- _Short problem_
Reproduce every one of the lines below verbatim, without any alteration.

***** Supplied material *****

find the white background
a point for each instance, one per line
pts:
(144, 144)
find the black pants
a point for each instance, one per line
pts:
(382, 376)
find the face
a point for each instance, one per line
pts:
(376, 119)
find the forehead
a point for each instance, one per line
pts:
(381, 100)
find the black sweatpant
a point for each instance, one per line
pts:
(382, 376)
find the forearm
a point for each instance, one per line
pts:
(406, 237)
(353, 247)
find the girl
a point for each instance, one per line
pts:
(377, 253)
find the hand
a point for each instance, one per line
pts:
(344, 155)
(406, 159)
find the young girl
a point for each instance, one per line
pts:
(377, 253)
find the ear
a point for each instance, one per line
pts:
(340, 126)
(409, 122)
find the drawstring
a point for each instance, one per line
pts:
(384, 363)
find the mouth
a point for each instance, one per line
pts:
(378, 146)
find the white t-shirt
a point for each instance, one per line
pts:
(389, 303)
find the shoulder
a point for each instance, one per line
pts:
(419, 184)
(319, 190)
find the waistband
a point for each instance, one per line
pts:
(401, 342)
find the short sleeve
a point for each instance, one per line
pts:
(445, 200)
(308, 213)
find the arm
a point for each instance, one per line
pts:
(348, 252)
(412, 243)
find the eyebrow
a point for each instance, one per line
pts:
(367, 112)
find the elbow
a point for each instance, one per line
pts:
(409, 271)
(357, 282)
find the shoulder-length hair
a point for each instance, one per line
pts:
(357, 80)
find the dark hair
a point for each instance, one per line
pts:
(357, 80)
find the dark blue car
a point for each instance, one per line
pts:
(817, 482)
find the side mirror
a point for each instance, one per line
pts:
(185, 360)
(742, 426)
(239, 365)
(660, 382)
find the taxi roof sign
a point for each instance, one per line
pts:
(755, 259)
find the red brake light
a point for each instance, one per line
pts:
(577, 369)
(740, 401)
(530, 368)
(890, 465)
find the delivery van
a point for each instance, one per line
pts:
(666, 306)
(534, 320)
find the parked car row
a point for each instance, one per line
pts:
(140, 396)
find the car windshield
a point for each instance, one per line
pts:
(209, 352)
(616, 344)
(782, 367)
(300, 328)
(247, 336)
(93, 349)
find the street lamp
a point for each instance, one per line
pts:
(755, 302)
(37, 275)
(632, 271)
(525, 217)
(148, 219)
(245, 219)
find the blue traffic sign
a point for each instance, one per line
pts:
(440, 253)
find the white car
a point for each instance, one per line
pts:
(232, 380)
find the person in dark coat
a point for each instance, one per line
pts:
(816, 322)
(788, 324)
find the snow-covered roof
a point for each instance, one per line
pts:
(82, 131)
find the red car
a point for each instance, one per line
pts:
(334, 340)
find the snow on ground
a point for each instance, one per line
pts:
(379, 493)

*****

- _Output for this exercise_
find the white background
a point for each instance, one per line
pts:
(144, 144)
find the black pants
a point for each instance, one per line
pts:
(382, 376)
find the face
a point for each instance, one per line
pts:
(376, 119)
find the forehead
a point for each instance, one per line
pts:
(381, 100)
find the black sweatpant
a point for each instance, one per line
pts:
(382, 376)
find the forearm
a point for each instance, one per line
pts:
(406, 237)
(353, 247)
find the girl
a point for each instance, one per line
pts:
(377, 253)
find the hand
a point for each instance, one per line
pts:
(344, 155)
(406, 159)
find the young girl
a point for each instance, one per line
pts:
(377, 253)
find the ear
a point for each instance, one per line
pts:
(340, 126)
(409, 122)
find the drawstring
a point for each instance, one per line
pts:
(384, 363)
find the mouth
a point for each instance, one per line
pts:
(378, 146)
find the white t-shirt
a point for each instance, one per line
pts:
(389, 303)
find the shoulder
a point for each instance, one per line
pts:
(419, 184)
(319, 190)
find the waistband
a point for each instance, one per line
pts:
(401, 342)
find the short sleeve
a point for each instance, one per line
pts:
(445, 200)
(308, 213)
find the arm
a point for each instance, one per line
pts:
(348, 252)
(412, 243)
find the eyebrow
a point for each instance, one per line
pts:
(367, 112)
find the elbow
a point for each instance, one per line
pts:
(409, 271)
(357, 282)
find the shoulder-length hair
a point for each instance, one per line
pts:
(357, 80)
find the dark hair
a point for each instance, one per line
pts:
(357, 80)
find the dark blue car
a point for each instance, one per line
pts:
(817, 482)
find the side mirror
a point for each instance, one per line
pts:
(185, 360)
(742, 426)
(239, 365)
(660, 382)
find the taxi roof sign
a point for each instance, one per line
pts:
(755, 259)
find the red brake light
a point for each instance, one per line
pts:
(577, 369)
(740, 401)
(530, 368)
(890, 465)
find the delivery van
a point for each instance, one per line
pts:
(666, 306)
(534, 320)
find the parked car row
a point for each instance, one per line
pts:
(140, 396)
find the car windshield
a point for each instance, one per line
pts:
(209, 352)
(616, 344)
(782, 367)
(300, 328)
(247, 336)
(93, 349)
find the street lamp
a point for each instance, one per line
pts:
(755, 302)
(37, 275)
(632, 271)
(525, 217)
(148, 219)
(245, 219)
find the blue traffic sign
a point for each instance, one per line
pts:
(440, 253)
find the white car
a point for each instance, one per line
pts:
(232, 380)
find the person in dark coat
a point for each instance, one per line
pts:
(816, 322)
(788, 324)
find the snow-covered roof
a point for each instance, one per line
pts:
(82, 131)
find the red car
a point for each instance, one per line
pts:
(334, 340)
find the snow on ground
a point for each instance, one per line
pts:
(379, 493)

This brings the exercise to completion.